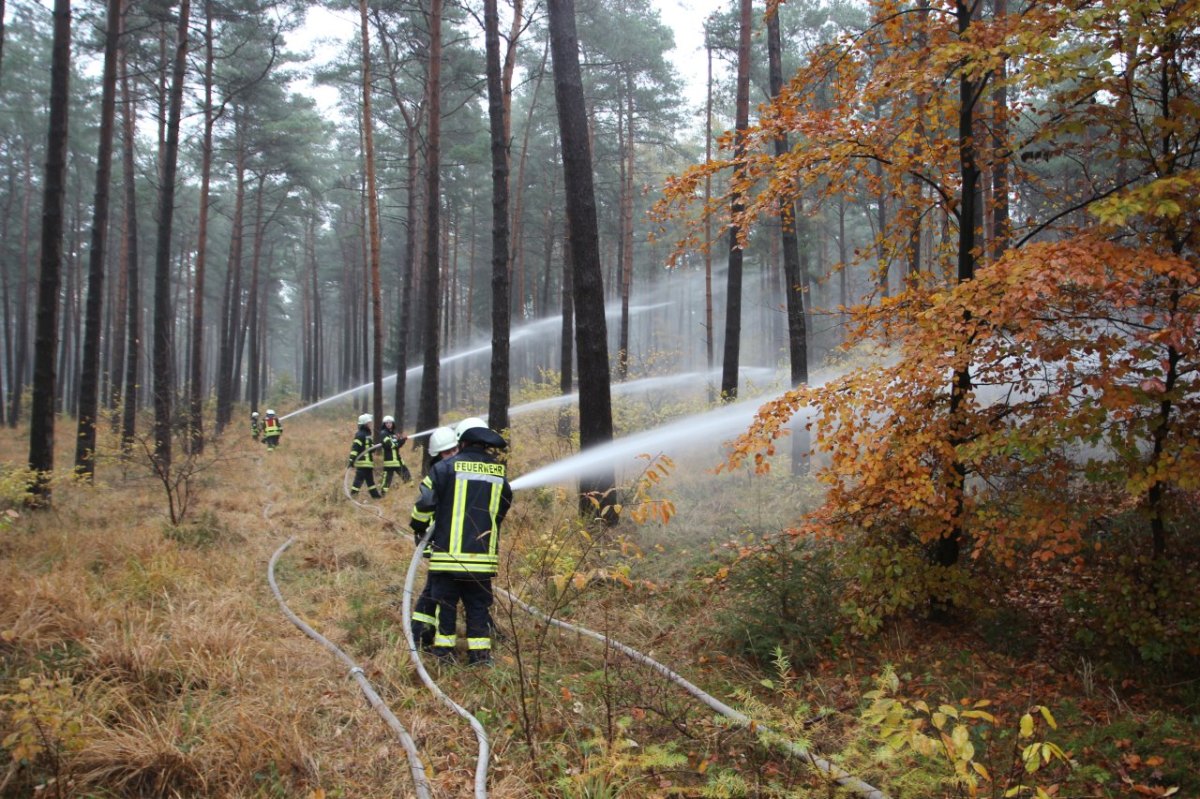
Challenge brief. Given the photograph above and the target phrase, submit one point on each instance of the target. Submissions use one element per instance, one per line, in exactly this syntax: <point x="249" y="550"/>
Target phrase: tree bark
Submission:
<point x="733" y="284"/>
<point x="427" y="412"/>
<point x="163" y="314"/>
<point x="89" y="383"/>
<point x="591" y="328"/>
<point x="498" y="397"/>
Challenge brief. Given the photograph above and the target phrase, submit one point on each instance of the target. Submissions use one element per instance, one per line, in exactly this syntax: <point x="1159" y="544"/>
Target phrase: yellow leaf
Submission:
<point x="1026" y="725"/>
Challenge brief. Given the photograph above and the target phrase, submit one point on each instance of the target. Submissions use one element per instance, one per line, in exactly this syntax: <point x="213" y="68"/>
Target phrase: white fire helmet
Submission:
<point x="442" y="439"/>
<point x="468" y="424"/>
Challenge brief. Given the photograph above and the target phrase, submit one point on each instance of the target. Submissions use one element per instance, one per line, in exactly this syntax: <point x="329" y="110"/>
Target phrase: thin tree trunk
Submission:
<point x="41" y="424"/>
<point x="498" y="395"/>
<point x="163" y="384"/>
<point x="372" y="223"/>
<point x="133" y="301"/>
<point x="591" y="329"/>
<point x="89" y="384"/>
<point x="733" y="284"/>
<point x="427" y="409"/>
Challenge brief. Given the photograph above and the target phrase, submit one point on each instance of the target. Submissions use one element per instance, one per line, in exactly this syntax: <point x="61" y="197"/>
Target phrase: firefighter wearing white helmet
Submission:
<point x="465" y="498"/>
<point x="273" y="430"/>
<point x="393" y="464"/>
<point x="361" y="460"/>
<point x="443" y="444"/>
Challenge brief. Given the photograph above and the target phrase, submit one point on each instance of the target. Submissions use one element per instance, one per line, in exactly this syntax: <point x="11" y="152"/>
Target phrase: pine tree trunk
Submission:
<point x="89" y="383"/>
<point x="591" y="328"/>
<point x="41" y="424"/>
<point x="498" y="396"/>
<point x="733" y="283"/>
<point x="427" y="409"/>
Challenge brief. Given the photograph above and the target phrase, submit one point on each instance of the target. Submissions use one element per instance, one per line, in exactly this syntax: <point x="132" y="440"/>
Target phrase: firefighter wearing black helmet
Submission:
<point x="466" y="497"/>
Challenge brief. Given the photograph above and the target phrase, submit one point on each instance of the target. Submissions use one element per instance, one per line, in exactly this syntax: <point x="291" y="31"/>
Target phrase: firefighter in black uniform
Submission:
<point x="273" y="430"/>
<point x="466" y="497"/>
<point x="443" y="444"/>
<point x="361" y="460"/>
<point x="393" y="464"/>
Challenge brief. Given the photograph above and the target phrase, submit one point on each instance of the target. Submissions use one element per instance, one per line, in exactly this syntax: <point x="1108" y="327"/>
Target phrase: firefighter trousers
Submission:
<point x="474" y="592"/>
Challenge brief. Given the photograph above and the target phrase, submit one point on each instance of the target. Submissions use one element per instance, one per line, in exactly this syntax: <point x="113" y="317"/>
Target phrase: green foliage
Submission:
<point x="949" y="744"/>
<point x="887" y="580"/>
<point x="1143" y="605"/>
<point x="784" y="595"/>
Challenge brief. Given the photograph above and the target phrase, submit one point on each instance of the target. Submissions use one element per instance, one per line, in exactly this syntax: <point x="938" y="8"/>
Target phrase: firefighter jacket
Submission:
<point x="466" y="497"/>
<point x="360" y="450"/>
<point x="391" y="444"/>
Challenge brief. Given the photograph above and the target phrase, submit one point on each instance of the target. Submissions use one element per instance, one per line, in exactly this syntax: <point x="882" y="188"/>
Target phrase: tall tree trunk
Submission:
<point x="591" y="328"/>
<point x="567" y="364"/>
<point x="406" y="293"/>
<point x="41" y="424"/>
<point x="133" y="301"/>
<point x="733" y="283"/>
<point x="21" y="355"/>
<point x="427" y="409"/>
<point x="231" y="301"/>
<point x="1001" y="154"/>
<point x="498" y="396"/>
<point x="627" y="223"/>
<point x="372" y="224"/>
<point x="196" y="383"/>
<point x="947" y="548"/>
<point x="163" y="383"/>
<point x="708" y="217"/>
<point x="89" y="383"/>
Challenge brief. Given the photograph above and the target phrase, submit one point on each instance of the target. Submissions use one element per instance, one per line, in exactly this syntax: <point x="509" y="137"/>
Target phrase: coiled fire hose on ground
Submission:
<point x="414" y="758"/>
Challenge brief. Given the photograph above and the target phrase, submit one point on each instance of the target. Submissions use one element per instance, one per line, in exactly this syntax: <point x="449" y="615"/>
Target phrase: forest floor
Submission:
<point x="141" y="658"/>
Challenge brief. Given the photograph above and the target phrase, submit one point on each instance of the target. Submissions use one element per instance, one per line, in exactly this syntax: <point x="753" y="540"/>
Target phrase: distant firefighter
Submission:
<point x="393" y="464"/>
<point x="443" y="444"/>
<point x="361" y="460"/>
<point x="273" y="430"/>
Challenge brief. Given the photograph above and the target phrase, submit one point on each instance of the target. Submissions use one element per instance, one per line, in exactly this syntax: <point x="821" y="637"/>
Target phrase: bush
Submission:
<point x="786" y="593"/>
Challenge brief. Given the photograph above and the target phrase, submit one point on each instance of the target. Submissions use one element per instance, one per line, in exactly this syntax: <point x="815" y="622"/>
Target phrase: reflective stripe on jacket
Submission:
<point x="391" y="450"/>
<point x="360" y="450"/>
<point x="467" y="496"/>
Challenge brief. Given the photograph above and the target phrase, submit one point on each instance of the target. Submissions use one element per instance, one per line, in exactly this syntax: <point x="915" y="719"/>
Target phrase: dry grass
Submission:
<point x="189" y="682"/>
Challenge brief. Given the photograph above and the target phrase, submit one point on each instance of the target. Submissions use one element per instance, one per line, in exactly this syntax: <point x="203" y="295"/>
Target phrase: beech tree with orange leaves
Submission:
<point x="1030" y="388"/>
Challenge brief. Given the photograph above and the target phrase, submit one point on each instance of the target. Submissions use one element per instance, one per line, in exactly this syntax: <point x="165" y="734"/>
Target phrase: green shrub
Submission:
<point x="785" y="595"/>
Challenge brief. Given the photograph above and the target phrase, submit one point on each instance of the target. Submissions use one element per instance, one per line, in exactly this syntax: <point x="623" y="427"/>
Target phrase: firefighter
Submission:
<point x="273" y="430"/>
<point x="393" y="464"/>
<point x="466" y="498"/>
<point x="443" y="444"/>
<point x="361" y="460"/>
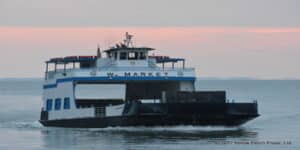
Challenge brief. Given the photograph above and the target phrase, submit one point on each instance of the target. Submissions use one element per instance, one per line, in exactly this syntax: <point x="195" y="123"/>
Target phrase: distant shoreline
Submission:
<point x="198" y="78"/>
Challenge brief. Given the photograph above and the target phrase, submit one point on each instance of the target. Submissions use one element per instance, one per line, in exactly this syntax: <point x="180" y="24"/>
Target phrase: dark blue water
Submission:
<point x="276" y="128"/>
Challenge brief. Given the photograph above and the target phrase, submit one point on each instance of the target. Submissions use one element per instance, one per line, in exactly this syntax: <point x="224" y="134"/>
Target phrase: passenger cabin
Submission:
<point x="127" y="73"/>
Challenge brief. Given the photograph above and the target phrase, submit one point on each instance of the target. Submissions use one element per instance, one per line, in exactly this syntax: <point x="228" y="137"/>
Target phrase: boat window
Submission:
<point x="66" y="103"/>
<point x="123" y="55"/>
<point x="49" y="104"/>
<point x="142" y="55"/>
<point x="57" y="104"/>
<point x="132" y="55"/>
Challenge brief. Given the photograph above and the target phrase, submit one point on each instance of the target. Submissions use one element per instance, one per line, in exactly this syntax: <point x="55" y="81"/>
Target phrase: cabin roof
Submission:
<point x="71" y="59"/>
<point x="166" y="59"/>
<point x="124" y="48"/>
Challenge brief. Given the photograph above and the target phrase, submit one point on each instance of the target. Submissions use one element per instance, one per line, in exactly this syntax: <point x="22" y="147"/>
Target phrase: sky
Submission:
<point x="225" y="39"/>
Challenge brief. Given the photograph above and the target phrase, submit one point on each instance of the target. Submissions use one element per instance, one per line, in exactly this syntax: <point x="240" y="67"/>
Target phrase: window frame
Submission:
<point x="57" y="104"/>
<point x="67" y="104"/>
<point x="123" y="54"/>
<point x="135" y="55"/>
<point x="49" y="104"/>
* * *
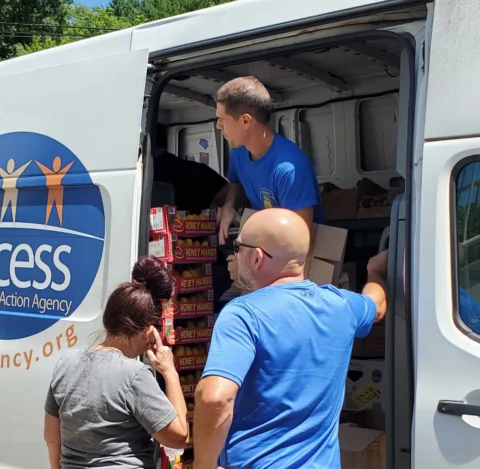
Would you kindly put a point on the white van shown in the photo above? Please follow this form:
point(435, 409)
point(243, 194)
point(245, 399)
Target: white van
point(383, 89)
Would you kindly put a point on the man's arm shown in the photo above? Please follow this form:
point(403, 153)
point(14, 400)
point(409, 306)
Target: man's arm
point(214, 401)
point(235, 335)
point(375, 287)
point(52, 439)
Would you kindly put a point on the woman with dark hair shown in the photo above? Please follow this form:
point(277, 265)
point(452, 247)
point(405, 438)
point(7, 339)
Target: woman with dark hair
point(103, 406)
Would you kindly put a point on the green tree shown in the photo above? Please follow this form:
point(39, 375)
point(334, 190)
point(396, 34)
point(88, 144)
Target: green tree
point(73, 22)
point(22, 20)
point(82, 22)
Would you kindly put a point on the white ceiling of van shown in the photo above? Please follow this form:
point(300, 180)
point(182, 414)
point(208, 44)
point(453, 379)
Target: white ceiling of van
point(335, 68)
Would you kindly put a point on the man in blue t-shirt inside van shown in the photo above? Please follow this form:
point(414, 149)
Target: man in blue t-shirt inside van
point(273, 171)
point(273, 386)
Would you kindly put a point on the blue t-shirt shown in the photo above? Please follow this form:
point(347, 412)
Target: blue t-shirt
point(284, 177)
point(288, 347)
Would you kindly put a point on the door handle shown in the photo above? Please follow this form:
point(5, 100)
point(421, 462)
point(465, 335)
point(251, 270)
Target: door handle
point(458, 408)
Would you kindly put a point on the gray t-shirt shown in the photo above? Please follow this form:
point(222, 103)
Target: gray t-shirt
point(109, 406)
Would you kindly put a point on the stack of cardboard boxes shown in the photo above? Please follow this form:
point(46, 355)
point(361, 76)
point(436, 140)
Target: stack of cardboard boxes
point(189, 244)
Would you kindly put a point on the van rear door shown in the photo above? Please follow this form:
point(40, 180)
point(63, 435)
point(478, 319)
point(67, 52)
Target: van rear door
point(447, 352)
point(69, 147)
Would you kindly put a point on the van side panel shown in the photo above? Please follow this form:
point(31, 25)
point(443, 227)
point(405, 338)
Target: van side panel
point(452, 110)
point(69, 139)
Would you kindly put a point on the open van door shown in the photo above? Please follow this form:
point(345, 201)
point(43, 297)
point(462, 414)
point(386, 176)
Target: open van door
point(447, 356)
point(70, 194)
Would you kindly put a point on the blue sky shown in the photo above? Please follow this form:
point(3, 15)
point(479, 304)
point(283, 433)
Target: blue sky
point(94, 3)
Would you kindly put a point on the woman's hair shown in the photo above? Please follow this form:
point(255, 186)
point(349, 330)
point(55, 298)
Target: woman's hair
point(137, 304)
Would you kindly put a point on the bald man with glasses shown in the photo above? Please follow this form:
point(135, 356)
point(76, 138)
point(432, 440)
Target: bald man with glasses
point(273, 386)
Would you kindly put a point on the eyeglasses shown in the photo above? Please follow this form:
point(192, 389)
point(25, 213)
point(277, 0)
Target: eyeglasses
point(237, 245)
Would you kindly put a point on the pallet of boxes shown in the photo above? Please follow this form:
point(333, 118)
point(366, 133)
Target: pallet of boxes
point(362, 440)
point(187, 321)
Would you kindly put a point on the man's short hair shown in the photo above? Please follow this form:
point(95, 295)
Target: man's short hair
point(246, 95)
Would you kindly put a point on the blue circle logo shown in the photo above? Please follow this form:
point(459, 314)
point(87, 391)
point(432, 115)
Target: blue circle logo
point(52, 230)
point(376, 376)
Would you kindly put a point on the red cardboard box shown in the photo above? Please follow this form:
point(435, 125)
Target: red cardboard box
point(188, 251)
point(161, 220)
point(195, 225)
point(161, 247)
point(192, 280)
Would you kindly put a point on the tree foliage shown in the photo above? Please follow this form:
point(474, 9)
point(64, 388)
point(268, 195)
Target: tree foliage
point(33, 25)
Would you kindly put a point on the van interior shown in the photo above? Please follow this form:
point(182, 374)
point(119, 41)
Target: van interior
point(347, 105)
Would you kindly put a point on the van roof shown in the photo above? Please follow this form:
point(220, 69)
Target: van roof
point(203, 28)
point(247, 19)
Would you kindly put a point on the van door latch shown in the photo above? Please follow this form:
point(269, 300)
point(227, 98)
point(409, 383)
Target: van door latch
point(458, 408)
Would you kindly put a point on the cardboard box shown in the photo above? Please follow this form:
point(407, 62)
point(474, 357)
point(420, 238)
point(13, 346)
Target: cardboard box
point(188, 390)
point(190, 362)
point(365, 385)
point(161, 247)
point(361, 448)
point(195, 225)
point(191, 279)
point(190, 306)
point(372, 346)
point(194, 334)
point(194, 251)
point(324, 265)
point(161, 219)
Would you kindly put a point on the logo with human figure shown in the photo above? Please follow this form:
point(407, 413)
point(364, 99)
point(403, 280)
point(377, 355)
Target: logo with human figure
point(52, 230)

● REQUIRED WORK
Those lines above that contain the string "black" should be returned.

● SOLVED EXERCISE
Target phrase: firefighter wearing black helmet
Target phrase: firefighter in black uniform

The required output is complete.